*SET TASK:* Can you rewrite the rows below with every "innermost point" switched to "central point" and nothing else altered?

--- Start of RECORDS FOR THE EXERCISE ---

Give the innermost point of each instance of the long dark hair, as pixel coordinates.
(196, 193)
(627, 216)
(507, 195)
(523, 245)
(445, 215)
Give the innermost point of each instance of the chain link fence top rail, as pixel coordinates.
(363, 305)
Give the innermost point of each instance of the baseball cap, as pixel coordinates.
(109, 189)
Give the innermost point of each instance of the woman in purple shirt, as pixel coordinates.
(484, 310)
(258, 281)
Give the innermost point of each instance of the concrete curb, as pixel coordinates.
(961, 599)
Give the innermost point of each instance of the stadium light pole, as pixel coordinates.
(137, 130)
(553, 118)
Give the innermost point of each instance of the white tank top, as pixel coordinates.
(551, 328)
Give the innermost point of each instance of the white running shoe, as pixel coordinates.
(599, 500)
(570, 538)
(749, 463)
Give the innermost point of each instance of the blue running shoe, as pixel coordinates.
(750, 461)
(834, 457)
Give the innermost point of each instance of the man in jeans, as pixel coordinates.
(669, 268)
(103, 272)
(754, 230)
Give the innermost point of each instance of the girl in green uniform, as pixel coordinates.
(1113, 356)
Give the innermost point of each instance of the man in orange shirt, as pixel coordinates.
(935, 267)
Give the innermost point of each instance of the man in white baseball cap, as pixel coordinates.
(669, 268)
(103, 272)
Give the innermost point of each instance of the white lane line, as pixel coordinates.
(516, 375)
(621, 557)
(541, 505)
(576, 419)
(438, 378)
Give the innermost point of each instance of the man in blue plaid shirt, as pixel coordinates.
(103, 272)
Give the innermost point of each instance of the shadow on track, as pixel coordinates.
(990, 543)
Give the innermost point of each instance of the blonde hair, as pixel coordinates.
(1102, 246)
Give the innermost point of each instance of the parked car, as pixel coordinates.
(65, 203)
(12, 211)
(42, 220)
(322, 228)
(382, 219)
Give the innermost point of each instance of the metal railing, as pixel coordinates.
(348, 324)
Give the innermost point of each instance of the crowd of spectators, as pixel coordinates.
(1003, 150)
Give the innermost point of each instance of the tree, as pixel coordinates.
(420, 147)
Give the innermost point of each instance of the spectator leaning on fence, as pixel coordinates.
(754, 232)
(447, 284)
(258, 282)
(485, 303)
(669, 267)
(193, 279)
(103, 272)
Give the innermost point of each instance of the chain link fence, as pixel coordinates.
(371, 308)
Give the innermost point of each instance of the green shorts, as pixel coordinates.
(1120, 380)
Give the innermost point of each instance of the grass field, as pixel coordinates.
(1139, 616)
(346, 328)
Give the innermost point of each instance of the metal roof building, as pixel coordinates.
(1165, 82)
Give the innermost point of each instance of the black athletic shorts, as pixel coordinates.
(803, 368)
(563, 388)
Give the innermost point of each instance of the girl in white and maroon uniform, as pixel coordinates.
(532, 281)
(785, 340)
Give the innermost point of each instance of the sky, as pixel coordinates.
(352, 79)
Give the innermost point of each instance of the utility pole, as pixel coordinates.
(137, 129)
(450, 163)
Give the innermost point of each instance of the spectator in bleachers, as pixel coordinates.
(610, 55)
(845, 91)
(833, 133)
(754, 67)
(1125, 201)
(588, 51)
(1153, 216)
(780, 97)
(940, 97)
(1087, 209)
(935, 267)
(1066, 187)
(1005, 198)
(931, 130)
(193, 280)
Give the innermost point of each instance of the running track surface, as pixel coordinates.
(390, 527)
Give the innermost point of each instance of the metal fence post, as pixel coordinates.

--- End of RECORDS FOR THE EXERCISE ---

*ANSWER FOR THE TASK:*
Give the central point of each instance of the long dark hair, as pixel coordinates.
(196, 193)
(627, 216)
(507, 195)
(523, 245)
(445, 215)
Give the central point of each instance of the chain link fence top rail, as pixel coordinates.
(363, 305)
Give the central point of each instance of the baseball cap, as pixel coordinates.
(109, 189)
Give the central point of each instance of the woman in purple shirt, as pixel coordinates.
(484, 310)
(258, 281)
Give the central point of each instance of the concrete curb, as pixel coordinates.
(961, 599)
Give the central point of each instance of the stadium light pole, as pixel coordinates.
(137, 130)
(553, 118)
Give the central point of each instance of the white tank top, as pixel coordinates.
(551, 328)
Give the central point of each instance of the white running shoe, as pixel coordinates.
(599, 500)
(570, 538)
(749, 463)
Give the central point of each instance of the blue running shoe, as pixel coordinates.
(750, 461)
(834, 457)
Give the central point of each instance of the man in jeans, as pixel coordinates.
(669, 268)
(103, 272)
(754, 230)
Give the central point of each instance of the girl in green uniform, as pixel coordinates.
(1113, 356)
Give the central point of each instance of the man in orange shirt, as pixel coordinates.
(935, 267)
Give the central point of each instance of the man in white baseball cap, as pixel coordinates.
(669, 268)
(103, 272)
Give the central point of each instance of the white lane line, as pixel coordinates.
(516, 375)
(621, 557)
(541, 505)
(576, 419)
(438, 378)
Give the central point of each instance of the man in blue plaid shirt, as pixel coordinates.
(103, 272)
Give the central point of each instance of the shadow on track, as pixel coordinates.
(990, 543)
Give the central point of each instance of the blonde hair, as pixel coordinates.
(1102, 246)
Give the central point of each instance of the parked car, as pixel coordinates.
(65, 203)
(12, 211)
(42, 220)
(322, 228)
(382, 219)
Give the central point of each instance of the metal railing, as pixel coordinates.
(348, 324)
Give the central point of each instance of the crowd of spectators, as pixel coordinates.
(1003, 150)
Give the central point of each instance of the tree, as pixel coordinates.
(420, 147)
Give the central point of each instance of the spectator leaning on fence, as pixel coordinates.
(754, 232)
(447, 284)
(258, 282)
(485, 303)
(669, 267)
(193, 279)
(103, 272)
Give the central point of each instance of the chain link fence, as pixel coordinates.
(371, 308)
Give the central point of each instance of the green shorts, as pixel coordinates.
(1120, 380)
Give the central point of each instance of the grass field, as pixel coordinates.
(1139, 616)
(346, 328)
Give the central point of each instance of the metal roof building, as pixel coordinates.
(1165, 82)
Give the central point of each instance of the black athletic shorts, as pixel coordinates.
(803, 368)
(563, 388)
Give the central point of each instance of the girl in white and maroon uniform, as pixel coordinates.
(532, 281)
(785, 340)
Give the central point of each instance of the sky, as pixel coordinates.
(352, 79)
Give the central point of each instance of the utility pole, as pixel coordinates.
(137, 129)
(450, 163)
Give the central point of each instance of the spectator in bleachers, as pixel coordinates.
(610, 55)
(845, 91)
(833, 133)
(754, 67)
(1125, 201)
(588, 51)
(1153, 216)
(780, 97)
(940, 97)
(1087, 209)
(935, 267)
(1066, 187)
(1005, 198)
(931, 130)
(193, 280)
Give the central point of each instance of the running track surface, as pixel coordinates.
(390, 527)
Give the central point of each instance of the metal fence post, as pixel coordinates.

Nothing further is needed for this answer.